Recorded information START

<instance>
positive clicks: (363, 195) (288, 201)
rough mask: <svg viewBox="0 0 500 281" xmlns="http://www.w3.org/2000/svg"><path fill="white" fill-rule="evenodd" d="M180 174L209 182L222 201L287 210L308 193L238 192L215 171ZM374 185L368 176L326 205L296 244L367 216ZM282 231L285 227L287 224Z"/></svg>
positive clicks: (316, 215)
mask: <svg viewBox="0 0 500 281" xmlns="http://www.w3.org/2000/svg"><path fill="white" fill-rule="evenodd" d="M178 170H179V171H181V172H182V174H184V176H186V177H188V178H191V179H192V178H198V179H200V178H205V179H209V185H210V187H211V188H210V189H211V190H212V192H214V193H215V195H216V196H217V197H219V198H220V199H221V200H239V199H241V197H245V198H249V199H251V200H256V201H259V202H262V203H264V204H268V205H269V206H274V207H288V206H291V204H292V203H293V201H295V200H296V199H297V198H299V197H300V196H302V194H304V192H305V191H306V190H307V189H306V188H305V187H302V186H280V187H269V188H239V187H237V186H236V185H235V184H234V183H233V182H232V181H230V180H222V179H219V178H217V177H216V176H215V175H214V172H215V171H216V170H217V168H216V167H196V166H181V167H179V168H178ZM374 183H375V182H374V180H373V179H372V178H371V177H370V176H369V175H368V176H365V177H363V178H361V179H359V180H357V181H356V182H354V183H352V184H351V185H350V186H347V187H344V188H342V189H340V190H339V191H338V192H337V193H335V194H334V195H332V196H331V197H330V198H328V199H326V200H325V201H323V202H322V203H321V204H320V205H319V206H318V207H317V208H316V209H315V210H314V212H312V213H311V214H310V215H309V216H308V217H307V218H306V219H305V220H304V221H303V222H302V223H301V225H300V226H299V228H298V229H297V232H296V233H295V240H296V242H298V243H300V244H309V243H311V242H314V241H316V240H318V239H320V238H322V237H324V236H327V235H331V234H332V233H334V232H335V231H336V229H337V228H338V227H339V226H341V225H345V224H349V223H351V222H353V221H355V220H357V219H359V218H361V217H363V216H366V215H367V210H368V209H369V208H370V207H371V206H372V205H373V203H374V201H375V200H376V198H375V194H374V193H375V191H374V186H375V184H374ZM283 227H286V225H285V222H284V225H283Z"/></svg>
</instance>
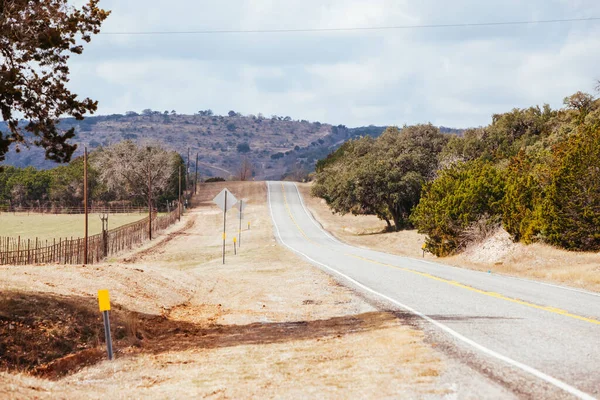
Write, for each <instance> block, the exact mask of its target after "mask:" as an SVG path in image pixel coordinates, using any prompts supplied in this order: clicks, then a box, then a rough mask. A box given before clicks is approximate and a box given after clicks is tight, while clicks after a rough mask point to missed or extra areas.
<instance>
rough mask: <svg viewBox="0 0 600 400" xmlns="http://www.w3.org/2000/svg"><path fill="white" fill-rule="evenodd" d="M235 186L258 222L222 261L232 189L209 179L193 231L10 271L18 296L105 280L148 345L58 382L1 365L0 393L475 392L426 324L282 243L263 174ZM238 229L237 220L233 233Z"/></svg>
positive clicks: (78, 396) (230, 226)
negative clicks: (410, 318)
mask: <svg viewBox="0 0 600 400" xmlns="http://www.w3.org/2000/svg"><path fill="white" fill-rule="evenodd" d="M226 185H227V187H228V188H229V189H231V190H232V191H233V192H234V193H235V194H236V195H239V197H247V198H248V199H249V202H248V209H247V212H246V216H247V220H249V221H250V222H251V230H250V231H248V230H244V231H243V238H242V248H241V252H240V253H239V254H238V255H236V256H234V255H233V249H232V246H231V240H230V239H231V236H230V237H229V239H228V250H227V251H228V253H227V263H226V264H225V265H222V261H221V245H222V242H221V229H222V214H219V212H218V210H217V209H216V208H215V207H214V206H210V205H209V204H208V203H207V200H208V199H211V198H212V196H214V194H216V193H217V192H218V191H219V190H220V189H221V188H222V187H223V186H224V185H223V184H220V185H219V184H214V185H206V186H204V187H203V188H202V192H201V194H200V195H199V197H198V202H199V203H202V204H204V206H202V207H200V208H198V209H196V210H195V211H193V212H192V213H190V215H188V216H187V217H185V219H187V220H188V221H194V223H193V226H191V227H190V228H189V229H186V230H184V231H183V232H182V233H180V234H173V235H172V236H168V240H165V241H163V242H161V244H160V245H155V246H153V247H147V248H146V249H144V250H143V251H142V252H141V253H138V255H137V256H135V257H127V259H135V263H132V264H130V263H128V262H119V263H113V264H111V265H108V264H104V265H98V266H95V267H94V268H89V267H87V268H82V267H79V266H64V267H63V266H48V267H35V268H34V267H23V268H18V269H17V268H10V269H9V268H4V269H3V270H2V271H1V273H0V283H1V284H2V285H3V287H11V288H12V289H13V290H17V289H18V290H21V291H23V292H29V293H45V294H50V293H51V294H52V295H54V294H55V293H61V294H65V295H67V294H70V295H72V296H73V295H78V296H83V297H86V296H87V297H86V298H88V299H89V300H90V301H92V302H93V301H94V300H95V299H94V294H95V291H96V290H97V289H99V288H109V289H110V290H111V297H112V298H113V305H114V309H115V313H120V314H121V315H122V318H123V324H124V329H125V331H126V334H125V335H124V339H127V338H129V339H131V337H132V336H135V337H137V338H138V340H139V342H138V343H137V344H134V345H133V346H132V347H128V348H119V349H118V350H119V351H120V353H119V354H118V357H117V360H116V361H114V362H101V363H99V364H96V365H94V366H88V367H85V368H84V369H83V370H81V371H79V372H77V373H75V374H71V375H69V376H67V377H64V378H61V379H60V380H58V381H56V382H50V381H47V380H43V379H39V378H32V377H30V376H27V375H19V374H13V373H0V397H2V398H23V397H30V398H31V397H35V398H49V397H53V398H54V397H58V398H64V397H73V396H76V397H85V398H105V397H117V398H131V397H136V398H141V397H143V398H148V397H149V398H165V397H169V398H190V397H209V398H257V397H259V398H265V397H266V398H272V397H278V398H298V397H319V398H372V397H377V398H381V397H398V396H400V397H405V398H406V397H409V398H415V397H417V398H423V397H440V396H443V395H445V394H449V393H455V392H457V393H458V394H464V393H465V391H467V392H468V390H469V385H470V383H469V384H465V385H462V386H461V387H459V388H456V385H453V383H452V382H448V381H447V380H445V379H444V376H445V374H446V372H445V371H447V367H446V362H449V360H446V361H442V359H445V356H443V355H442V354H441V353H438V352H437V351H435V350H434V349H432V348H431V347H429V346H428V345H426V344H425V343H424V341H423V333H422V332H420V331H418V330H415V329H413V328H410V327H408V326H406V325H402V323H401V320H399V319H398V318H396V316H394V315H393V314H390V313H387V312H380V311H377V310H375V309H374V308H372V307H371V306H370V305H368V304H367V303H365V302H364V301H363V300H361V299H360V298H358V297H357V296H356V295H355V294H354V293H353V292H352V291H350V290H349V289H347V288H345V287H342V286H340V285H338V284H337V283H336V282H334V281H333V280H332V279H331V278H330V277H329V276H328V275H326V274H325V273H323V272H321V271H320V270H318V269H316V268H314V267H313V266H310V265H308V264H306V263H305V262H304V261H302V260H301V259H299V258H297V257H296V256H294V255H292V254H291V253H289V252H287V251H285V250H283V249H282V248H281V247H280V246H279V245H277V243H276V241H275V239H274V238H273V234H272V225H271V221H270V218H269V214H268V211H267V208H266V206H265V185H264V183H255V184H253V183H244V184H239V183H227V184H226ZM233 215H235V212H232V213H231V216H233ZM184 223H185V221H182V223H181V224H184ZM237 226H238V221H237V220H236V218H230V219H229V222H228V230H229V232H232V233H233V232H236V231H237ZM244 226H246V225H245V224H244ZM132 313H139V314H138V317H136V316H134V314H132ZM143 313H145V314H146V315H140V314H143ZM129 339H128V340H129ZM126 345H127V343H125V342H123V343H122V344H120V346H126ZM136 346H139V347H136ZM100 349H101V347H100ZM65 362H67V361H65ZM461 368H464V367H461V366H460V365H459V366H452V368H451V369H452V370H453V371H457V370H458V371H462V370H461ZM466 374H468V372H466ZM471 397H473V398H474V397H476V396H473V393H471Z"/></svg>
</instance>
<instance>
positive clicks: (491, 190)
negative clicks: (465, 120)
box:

Recorded information END
Recorded information START

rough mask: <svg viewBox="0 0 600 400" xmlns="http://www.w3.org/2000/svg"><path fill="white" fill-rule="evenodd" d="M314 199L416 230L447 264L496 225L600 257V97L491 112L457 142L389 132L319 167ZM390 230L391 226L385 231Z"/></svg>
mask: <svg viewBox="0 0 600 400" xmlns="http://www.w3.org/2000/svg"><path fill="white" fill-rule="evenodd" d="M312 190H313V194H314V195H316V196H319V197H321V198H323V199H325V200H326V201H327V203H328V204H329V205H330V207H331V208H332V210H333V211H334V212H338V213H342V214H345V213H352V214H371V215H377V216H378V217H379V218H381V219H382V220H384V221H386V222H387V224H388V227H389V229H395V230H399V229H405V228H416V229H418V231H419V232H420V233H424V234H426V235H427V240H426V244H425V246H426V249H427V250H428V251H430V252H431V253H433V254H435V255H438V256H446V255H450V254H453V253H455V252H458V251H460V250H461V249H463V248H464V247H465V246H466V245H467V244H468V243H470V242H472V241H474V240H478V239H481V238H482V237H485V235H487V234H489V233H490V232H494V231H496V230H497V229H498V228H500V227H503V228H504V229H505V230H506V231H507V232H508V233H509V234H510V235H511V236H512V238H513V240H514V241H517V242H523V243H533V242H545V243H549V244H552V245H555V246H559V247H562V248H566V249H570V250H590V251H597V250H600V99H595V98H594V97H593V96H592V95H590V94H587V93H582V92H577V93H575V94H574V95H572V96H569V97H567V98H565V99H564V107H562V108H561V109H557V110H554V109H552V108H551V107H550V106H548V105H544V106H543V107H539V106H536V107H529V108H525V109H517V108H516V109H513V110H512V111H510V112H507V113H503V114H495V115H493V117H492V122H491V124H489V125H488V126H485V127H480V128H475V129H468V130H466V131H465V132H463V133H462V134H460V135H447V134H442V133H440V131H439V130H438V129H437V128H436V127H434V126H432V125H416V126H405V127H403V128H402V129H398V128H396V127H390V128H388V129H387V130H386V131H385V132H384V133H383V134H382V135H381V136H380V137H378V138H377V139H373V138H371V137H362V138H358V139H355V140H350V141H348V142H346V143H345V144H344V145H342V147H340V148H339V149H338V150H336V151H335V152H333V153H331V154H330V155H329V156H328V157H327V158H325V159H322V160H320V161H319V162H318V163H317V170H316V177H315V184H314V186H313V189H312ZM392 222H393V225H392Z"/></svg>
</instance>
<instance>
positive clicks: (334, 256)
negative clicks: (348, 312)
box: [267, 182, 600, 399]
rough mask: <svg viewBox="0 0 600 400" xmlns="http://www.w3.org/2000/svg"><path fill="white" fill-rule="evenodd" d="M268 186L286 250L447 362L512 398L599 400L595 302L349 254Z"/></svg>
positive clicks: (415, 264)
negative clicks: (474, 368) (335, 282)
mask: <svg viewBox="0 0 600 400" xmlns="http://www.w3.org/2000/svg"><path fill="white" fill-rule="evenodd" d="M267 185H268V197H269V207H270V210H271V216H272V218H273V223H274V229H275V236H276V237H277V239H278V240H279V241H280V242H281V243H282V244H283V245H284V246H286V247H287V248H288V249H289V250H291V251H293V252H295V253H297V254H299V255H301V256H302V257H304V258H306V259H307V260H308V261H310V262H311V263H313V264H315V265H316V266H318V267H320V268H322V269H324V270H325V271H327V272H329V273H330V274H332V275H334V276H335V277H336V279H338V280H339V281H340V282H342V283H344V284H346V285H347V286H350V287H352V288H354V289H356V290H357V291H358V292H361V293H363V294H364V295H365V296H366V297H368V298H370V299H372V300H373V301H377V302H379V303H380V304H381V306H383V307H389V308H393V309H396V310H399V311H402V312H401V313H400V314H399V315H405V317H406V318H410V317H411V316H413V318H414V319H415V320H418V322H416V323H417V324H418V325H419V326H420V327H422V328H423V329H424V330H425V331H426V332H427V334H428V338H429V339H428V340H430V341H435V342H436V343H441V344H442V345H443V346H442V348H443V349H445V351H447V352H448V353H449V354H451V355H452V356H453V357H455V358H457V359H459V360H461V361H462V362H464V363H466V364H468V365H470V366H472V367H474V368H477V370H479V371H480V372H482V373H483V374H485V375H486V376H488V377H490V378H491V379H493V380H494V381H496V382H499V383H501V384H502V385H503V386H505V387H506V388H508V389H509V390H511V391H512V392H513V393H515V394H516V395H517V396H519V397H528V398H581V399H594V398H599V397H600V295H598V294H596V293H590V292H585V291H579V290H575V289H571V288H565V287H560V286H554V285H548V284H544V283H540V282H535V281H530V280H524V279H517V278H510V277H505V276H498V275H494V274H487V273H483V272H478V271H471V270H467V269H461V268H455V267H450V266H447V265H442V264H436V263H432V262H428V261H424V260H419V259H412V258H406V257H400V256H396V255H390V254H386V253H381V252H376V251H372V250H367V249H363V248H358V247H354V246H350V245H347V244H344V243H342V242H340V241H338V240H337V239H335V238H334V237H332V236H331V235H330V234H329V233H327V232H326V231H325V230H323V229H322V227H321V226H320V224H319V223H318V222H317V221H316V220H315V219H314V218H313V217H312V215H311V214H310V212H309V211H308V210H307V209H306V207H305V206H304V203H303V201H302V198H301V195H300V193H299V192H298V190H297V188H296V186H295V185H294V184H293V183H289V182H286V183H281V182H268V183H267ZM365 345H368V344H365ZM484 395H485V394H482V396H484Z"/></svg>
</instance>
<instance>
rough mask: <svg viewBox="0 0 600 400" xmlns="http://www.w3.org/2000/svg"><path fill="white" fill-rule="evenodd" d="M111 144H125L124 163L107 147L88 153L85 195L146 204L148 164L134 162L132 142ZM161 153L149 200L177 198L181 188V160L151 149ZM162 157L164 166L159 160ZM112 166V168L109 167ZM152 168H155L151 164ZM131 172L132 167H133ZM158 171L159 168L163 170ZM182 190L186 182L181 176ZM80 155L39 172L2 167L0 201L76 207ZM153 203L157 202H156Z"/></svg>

Recorded information END

Reproduce the lines starting at the one containing "186L286 250L447 362L512" and ending at the one containing "positive clicks: (415, 264)", swapping "rough mask" for "coarse mask" and leaving everything else unchanged.

coarse mask: <svg viewBox="0 0 600 400" xmlns="http://www.w3.org/2000/svg"><path fill="white" fill-rule="evenodd" d="M268 186L286 250L447 362L512 398L599 400L595 302L349 254Z"/></svg>
positive clicks: (415, 264)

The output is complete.